◆ **GIVEN REQUEST 1**
According to the blog posts, who is moving to Florida?
◆ **GIVEN REQUEST 2**
Write out the part of the blog posts that begins with the words "Yours, considering what" and ends with "around here. ;)", word for word.

◆ **SELECTED TEXT**
↓↓↓

What if we just got REAL?

Yours, considering what makes a friendship a REALationship,

Melissa

Monday, March 11, 2013

Monday Madness-Because It's Monday

Do you have an idea how much I enjoyed Karen's last post? I'm finally getting some respect around here. ;) 

It IS hard to be a working woman with a husband and kids. In my case, I have two part time jobs which equal to more than one full time job. And I'm married. With two children. Sometimes I'm caught up on laundry. Most often I'm not. Grocery shopping kills me. To be perfectly honest, after a long day of working with people, the last thing I want is to go to the store and be around more people. Lately, I've found myself just wanting to come home (my sweet, sweet haven) and be in complete quiet. Well, with the occasional guilty pleasure of Real Housewives or Shahs of Sunset. Talk about perspective! I mean, seriously, have you ever watched them? Farthest thing from reality, ever. But I digress...

But Vanderpump Rules? Wow. Just, wow. The victimization and drama. And the way the others will chase after one particular person. What kind of power does one person have over the rest of the other people? How do people do that? 

Sometimes I wish I knew. But then again, I really don't. I'm just not built that way. And I'm okay with that. 

Yours, toddling off to bed now,

Melissa

Monday, February 18, 2013

Monday Madness- When did THIS Happen?

It's Monday. I'll be brief.

1.) He's turning 12 this week.
2.) She's turning 10 in 6 weeks.
3.) I can no longer rest my chin on top of his head without having to stretch my neck.
4.) Karen is moving to Florida. 
5.) Two of my musician friends, whom I love each so dearly, are moving on to different dreams within the next 5 months. 
6.)Yes, I'm a mess.

Lots of change going on all around me. Better get in there and enjoy every single minute while I can- even in the middle of the madness!

Yours, soaking up every minute of it,

Melissa

PS- Happy President's Day! If you have not seen the HBO mini-series John Adams with Paul Giamatti, you absolutely need to watch the entire thing. It will give you a much needed/deeper appreciation for what our founding fathers went through to set up this great nation.

↑↑↑

◆ **EXTRACTED INFORMATION**
↓↓↓

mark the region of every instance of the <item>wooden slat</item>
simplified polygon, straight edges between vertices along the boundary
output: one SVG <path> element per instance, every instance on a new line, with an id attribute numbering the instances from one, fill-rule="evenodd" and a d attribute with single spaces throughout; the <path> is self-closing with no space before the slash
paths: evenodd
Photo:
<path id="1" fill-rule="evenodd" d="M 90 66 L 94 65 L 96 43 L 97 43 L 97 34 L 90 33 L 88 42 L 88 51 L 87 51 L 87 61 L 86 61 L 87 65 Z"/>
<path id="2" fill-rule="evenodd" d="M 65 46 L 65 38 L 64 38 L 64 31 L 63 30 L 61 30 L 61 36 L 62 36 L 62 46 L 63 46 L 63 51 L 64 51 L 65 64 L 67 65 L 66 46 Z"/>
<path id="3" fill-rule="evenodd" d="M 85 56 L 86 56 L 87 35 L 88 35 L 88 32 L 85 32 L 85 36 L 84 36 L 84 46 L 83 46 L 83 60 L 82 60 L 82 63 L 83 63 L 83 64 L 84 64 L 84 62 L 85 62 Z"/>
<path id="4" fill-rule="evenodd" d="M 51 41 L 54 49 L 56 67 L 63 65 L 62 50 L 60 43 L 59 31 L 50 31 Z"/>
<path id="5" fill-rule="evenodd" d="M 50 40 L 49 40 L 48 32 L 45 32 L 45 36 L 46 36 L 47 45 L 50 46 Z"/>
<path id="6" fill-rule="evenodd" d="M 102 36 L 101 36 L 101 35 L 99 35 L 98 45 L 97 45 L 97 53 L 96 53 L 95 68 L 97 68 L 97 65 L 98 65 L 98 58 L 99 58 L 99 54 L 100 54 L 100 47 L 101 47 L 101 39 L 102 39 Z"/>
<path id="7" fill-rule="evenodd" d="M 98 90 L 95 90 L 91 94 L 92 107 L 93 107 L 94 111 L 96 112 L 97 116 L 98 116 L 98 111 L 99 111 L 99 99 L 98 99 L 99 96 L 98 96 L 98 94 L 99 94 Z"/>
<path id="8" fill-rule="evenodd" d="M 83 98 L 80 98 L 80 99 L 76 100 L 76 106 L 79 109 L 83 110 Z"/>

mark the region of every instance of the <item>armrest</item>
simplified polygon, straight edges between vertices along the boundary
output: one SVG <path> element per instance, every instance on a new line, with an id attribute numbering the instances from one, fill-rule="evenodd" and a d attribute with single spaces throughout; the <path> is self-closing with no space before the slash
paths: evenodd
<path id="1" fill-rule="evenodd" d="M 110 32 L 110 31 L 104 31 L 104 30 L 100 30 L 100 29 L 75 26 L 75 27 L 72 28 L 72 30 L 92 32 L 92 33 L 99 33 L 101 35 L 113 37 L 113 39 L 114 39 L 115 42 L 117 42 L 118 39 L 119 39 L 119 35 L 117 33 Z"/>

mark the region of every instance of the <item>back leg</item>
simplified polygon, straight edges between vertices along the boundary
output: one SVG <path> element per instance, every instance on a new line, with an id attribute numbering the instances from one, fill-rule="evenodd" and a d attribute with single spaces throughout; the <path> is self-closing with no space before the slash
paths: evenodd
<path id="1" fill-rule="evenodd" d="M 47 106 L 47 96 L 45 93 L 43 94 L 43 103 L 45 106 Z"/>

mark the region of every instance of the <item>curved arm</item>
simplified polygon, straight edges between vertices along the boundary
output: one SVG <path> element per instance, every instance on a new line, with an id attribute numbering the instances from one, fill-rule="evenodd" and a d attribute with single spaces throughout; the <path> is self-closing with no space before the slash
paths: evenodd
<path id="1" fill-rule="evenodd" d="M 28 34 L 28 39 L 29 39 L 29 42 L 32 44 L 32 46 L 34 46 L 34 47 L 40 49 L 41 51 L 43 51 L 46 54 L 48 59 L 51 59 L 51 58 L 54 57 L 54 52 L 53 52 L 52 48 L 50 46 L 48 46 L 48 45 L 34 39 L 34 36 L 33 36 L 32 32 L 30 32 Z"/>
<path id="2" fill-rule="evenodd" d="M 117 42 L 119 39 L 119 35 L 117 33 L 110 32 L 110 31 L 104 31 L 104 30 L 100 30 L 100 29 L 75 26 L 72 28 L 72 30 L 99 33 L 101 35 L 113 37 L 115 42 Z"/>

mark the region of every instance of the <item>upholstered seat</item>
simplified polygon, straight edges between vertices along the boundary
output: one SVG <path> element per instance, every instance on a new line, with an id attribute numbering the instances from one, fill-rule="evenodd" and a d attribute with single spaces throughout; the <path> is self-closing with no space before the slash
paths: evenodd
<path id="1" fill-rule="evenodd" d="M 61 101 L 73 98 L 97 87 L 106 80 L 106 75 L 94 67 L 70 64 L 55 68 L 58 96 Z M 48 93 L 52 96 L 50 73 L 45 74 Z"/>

↑↑↑

◆ **RESULT 1**
Karen

◆ **RESULT 2**
Yours, considering what makes a friendship a REALationship,

Melissa

Monday, March 11, 2013

Monday Madness-Because It's Monday

Do you have an idea how much I enjoyed Karen's last post? I'm finally getting some respect around here. ;)